Taming Android One Device at a Time – This is How We Do It

The Apkudo For Developers (hereafter, AFD) backend is the brains behind your app tests. Made up of hundreds of devices networked together, this distributed system allows you to analyze your app’s performance and compatibility across the industry’s most comprehensive portfolio of Android devices. This post goes over some of what makes it tick, as well as some of what ticks us off—the problems we’ve run into while setting it up.

Let’s Get Started

We’ll start things off with a brief overview. The AFD backend consists primarily of a set of servers running custom software that allows us to manage, and, more pertinently, automatically run your app on, a huge variety of Android devices.

In total, the backend comprises:

  • 1 job server
  • 1 update server
  • 27 runner servers
  • 512 registered devices, about half of which are ready for active use (more on this later)
  • 1 database server

The job, update, and runner servers form the main part of the system, and we’ll explain them in more detail in a bit. The database server stores information about the devices, such as their location on our device racks and whether they’re currently activated. The devices themselves consist of a wide range of Android phones and tablets from both US and overseas markets.

In addition to our management software, the system also uses several tools and facilities provided by the Android project itself: the Android Debug Bridge (ADB), which is built into the Android operating system and allows a device to be controlled and monitored from a host computer; logcat, which offers similar functionality to the syslog facilities available on *nix systems, and monkey, which automatically generates input events for an Android device.

Making it All Work

We like to keep our devices as close to stock as possible; it is our policy not to root them unless there is some feature that’s absolutely required and isn’t available in the stock image. This is to ensure that the results we give you exemplify the typical user experience. The setup process for devices, therefore, consists mainly of recording asset information, ensuring that ADB is set up, and installing a device management app that allows us to control connectivity and screen settings, among others, on the device. Once this basic setup is complete, it’s time to plug the device into the AFD backend.

Each rack consists of 6 shelves, each holding up to 12 devices.

Each rack consists of 6 shelves, each holding up to 12 devices.

As well as the devices themselves, the backend comprises several types of servers working together. Runner servers are each in charge of managing ADB sessions for a small set of devices. This is necessary due physical and practical limitations that restrict the number of devices that can be plugged into a single host to about twelve. Runners are controlled by the job server, which manages and tracks the execution states of test runs across the entire set of devices. The job server is, in turn, controlled by the update server, which retrieves new test run requests from the frontend and passes them on. The servers may also be controlled manually by system admins, but in practice they generally operate autonomously.

Apkudo Backend Diagram

Due to the inherent bottlenecks presented by the devices (only one app can be tested on a device at a time), the hardware requirements of the system are rather modest. The runner servers are a fleet of mid-2011 Mac minis, which are well suited to the task due to their compactness and availability. Software-wise, they run a minimal installation of Debian Squeeze due to memory and Bluetooth conflict issues in the OSX version that shipped with them. The job, update, and database servers are more “traditional” Xeon boxes with more RAM and processing power at their disposal, also running Squeeze. The servers communicate with each other, and are controlled, using custom Python programs we developed specifically for the AFD service (more on this to come in a later post).

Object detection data
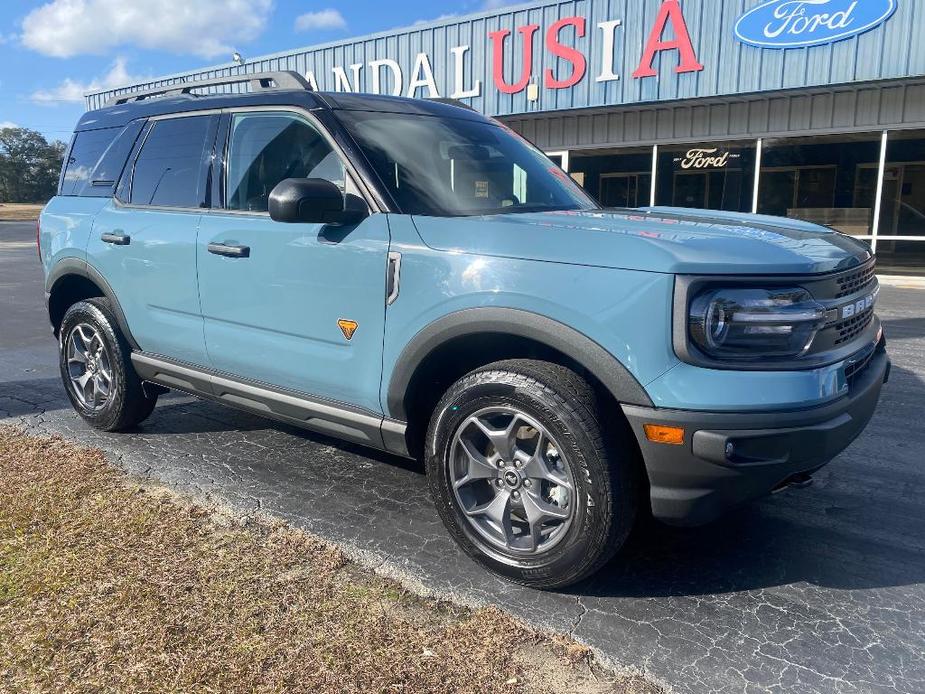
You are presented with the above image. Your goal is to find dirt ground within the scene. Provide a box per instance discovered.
[0,427,659,694]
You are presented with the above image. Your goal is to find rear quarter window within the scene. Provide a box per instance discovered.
[130,116,215,207]
[60,128,122,195]
[59,121,143,197]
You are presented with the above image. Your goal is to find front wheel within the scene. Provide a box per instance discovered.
[426,360,638,589]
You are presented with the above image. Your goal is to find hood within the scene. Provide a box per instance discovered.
[414,207,871,275]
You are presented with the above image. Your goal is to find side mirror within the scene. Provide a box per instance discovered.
[269,178,368,224]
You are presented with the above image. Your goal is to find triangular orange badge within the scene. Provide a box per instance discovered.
[337,318,359,341]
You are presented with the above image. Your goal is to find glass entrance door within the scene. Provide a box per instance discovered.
[599,173,652,207]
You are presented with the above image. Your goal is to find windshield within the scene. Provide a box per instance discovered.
[338,111,597,217]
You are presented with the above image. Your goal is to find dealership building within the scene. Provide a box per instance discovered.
[87,0,925,275]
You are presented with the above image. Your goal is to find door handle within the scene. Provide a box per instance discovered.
[100,232,132,246]
[209,243,251,258]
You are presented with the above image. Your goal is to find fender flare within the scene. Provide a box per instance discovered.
[45,258,140,351]
[386,307,654,421]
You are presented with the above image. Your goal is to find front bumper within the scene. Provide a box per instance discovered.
[623,342,890,525]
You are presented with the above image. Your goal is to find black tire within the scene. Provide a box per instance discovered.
[58,298,157,431]
[425,359,640,589]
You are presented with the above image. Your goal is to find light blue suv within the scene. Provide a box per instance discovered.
[39,73,889,588]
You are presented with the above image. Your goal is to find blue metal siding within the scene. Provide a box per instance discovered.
[87,0,925,115]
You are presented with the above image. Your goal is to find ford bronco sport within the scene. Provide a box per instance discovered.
[39,73,889,588]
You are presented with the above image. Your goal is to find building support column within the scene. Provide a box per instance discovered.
[649,145,658,207]
[870,130,889,253]
[752,137,764,214]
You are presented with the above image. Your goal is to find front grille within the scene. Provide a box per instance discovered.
[832,308,874,345]
[835,263,876,299]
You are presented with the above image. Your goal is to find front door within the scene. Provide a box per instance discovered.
[87,115,218,367]
[198,111,389,413]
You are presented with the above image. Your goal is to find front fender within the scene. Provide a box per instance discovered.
[387,307,652,420]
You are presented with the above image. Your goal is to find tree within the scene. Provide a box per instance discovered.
[0,128,66,203]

* _SET TASKS_
1) Reproduce the Apkudo backend post from "We’ll start things" to "variety of Android devices.".
2) In the Apkudo backend post, what operating system runs on the runner servers?

* _EXPECTED RESPONSES_
1)
We’ll start things off with a brief overview. The AFD backend consists primarily of a set of servers running custom software that allows us to manage, and, more pertinently, automatically run your app on, a huge variety of Android devices.

2) A minimal installation of Debian Squeeze.